Task goal -
Copy out the records below exactly as they appear, starting with the line that contains "Extract white and" and continuing through the final line of the records.

Material for this task -
--
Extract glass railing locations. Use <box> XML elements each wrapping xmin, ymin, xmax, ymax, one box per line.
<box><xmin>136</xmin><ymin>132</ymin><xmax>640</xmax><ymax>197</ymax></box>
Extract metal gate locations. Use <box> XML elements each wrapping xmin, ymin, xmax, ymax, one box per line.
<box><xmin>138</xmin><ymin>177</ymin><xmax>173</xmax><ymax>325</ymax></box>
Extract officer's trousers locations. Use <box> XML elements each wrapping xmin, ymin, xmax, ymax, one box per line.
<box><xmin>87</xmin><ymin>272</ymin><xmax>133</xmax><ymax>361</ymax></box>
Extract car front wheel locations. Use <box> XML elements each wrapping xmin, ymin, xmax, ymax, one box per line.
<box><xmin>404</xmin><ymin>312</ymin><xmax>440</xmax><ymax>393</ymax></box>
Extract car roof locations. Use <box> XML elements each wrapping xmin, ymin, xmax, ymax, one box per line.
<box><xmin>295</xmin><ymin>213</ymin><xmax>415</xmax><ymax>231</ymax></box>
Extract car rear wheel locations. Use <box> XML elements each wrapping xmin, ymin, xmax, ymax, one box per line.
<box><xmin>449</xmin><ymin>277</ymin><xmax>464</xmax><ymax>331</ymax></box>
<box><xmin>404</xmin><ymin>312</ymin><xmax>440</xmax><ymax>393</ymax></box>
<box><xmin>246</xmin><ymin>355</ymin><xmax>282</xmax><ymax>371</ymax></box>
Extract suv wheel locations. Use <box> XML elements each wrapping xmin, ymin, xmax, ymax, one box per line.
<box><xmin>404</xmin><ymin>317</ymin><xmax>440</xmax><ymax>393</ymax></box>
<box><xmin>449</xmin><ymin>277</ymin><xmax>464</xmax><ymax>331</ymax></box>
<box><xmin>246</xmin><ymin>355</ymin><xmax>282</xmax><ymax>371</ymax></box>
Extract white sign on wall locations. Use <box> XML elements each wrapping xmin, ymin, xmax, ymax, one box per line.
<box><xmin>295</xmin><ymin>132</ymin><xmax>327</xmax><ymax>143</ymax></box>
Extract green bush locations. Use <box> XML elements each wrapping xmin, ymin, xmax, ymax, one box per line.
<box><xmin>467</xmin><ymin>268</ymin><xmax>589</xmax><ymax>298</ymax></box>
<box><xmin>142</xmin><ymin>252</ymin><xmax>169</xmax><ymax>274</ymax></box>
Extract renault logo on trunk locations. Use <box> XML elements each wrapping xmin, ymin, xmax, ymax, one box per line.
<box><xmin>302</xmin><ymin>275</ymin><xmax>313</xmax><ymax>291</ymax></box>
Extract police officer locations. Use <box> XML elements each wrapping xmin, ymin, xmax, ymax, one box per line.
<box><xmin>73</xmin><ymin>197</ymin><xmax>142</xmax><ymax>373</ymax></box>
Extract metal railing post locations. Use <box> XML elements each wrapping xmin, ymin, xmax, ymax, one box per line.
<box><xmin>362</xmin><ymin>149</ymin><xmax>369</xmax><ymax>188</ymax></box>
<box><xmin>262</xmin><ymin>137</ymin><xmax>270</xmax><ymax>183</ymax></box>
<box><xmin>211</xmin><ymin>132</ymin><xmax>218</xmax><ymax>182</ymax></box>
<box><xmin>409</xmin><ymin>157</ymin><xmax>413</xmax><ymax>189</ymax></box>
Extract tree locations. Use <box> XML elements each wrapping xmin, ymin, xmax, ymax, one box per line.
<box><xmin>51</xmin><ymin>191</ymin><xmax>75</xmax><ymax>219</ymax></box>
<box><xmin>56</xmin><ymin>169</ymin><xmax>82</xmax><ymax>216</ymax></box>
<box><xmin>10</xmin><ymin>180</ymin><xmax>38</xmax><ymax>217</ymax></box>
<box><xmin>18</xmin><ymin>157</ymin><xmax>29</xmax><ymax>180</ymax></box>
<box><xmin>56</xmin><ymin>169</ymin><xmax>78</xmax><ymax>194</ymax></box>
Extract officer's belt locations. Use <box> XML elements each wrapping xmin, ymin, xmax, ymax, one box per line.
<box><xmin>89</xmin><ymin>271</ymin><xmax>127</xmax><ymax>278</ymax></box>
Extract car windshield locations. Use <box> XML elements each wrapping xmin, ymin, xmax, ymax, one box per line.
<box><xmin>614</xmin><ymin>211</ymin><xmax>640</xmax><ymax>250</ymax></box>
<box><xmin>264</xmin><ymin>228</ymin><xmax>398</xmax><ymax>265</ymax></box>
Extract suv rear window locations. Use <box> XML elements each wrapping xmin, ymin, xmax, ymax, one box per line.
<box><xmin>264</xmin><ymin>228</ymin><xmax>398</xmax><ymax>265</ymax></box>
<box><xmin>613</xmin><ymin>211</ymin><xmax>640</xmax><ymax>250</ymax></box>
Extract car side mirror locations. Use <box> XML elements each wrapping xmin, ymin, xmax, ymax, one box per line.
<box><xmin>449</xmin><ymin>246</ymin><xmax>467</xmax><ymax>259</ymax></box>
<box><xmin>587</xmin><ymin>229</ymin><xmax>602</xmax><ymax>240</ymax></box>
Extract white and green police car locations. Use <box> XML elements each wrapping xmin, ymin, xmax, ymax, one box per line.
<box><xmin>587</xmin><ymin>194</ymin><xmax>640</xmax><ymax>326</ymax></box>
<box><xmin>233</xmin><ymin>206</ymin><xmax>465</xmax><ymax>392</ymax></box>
--
Written answer -
Extract white and green police car locations. Use <box> XML elements each wrapping xmin, ymin, xmax, ymax, one box per line.
<box><xmin>587</xmin><ymin>194</ymin><xmax>640</xmax><ymax>326</ymax></box>
<box><xmin>233</xmin><ymin>206</ymin><xmax>465</xmax><ymax>392</ymax></box>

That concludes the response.